EXTRAIT DU DOCUMENT:
::::
Le soulèvement des Soudanais, qui manifestent depuis le 19 décembre, s’inscrit en réalité dans l’histoire du pays depuis la fin des années 1980
Des Soudanais scandent des slogans pendant une manifestation contre le gouvernement après les prières du vendredi, le 18 janvier 2019, à l’extérieur d’une mosquée d’Omdourman, ville jumelle de Khartoum (AFP)

Le 19 décembre dernier, la multiplication par trois du prix du pain a suscité la colère de la population dans la ville d’Atbara, à la jonction du Nil et de la rivière Atbara, au nord-est du Soudan. Il s’en est immédiatement suivi une série de manifestations à Khartoum et dans d’autres villes. L’association des professionnels soudanais (APS), à l’origine du mouvement protestataire, l’a organisé avec le soutien actif de médecins, de personnel universitaire, d’enseignants et d’autres professions.

Tasgut bas (le renversement, c’est tout) est le slogan autour duquel tous les manifestants s’unissent. Leurs exigences figurent dans le document « Liberté et changement » qui prévoit une période de transition pour se mettre d’accord sur les nouvelles dérogations constitutionnelles et politiques.

Ce soulèvement populaire a toutefois mis longtemps à venir.
::::
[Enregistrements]

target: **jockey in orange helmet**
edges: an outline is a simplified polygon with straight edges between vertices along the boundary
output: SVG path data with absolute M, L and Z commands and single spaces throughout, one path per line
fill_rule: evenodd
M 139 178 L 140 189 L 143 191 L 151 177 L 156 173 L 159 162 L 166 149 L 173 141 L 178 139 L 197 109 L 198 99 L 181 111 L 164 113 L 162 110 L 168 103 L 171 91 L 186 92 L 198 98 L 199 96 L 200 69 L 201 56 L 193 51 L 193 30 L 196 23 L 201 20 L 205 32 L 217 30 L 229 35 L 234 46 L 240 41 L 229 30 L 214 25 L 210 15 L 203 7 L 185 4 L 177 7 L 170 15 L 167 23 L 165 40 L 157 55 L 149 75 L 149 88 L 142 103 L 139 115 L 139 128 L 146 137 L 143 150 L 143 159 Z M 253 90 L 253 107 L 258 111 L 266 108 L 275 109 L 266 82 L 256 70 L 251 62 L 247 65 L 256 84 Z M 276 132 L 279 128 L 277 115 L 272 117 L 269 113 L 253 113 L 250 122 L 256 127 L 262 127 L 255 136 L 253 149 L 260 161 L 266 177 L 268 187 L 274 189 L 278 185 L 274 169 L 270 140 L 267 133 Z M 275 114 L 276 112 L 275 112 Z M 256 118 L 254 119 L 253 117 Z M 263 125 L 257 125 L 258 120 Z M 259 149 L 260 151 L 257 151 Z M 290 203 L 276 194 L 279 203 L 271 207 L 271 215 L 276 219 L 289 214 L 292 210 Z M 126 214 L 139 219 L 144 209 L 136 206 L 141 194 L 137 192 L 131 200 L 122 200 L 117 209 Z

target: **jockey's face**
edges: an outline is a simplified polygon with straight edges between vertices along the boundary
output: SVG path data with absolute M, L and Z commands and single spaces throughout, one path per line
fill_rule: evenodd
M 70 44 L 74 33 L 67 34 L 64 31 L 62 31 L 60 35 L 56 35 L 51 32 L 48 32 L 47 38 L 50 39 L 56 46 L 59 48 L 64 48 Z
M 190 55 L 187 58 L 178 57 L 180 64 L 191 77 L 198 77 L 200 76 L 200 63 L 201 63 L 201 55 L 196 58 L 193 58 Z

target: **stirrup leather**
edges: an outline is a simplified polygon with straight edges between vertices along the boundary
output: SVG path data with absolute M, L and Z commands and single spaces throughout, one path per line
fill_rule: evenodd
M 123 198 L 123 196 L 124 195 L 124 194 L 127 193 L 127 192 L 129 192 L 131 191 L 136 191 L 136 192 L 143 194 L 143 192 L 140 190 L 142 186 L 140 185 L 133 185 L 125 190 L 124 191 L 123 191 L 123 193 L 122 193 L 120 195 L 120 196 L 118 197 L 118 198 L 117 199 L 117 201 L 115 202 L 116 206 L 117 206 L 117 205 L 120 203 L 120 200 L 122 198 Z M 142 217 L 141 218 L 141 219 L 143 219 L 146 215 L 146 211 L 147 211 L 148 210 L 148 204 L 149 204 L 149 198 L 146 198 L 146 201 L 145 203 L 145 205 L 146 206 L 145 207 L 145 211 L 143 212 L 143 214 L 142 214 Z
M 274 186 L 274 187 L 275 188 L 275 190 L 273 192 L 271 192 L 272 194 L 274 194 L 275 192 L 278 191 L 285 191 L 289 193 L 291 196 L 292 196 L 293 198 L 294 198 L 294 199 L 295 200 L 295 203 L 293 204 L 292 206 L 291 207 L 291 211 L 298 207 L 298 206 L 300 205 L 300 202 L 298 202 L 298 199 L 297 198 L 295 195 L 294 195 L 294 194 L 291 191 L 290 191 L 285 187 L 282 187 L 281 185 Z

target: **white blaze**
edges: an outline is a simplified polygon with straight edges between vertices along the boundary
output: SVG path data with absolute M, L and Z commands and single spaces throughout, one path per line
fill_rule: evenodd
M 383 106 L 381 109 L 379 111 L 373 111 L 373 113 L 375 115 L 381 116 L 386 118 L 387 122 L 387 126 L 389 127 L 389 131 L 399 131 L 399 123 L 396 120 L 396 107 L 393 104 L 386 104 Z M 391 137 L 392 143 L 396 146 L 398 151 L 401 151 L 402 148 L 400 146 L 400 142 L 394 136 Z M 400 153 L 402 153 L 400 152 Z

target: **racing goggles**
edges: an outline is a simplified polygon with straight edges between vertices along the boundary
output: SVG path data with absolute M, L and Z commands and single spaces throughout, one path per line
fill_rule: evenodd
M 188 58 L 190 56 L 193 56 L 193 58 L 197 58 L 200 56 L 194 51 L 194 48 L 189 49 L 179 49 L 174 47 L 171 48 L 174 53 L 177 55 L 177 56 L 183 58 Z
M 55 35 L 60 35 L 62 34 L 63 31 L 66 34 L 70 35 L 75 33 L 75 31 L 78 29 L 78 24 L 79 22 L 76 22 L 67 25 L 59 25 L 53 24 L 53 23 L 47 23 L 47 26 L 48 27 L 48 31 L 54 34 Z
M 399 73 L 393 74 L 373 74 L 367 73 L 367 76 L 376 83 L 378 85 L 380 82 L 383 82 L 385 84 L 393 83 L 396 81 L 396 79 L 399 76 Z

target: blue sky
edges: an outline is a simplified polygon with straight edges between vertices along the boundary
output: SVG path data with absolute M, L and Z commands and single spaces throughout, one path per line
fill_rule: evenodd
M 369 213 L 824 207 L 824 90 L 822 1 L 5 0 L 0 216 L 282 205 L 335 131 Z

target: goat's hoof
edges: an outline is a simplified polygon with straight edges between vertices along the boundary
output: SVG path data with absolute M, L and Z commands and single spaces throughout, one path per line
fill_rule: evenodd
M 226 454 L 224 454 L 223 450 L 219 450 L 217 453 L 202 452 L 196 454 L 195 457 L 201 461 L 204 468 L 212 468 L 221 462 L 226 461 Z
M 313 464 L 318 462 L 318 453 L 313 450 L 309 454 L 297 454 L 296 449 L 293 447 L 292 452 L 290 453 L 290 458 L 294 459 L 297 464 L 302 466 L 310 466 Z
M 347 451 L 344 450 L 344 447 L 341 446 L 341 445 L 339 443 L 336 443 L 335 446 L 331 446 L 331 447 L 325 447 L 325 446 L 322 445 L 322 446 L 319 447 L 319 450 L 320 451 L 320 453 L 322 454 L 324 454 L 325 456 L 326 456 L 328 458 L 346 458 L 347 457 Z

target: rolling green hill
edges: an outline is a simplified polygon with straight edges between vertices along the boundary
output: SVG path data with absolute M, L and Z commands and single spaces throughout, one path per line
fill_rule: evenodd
::::
CONSIGNES:
[1] Affichez sans rien modifier, dans l'extrait sur le soulèvement au Soudan, tout ce qui va de « Le 19 décembre dernier, la » jusqu'à « longtemps à venir. ».
[2] Traduisez en anglais cette phrase de l'extrait sur le soulèvement au Soudan : « Tasgut bas (le renversement, c’est tout) est le slogan autour duquel tous les manifestants s’unissent. »
[3] Selon l'extrait sur le soulèvement au Soudan, qu'est-ce qui a déclenché la colère de la population d'Atbara le 19 décembre ? Répondez en une à trois phrases.

RÉPONSES PAR CONSIGNE:
[1]
Le 19 décembre dernier, la multiplication par trois du prix du pain a suscité la colère de la population dans la ville d’Atbara, à la jonction du Nil et de la rivière Atbara, au nord-est du Soudan. Il s’en est immédiatement suivi une série de manifestations à Khartoum et dans d’autres villes. L’association des professionnels soudanais (APS), à l’origine du mouvement protestataire, l’a organisé avec le soutien actif de médecins, de personnel universitaire, d’enseignants et d’autres professions.

Tasgut bas (le renversement, c’est tout) est le slogan autour duquel tous les manifestants s’unissent. Leurs exigences figurent dans le document « Liberté et changement » qui prévoit une période de transition pour se mettre d’accord sur les nouvelles dérogations constitutionnelles et politiques.

Ce soulèvement populaire a toutefois mis longtemps à venir.

[2] Tasgut bas (the overthrow, that's all) is the slogan around which all the protesters unite.

[3] La multiplication par trois du prix du pain a déclenché la colère de la population d'Atbara le 19 décembre. Une série de manifestations a immédiatement suivi à Khartoum et dans d'autres villes.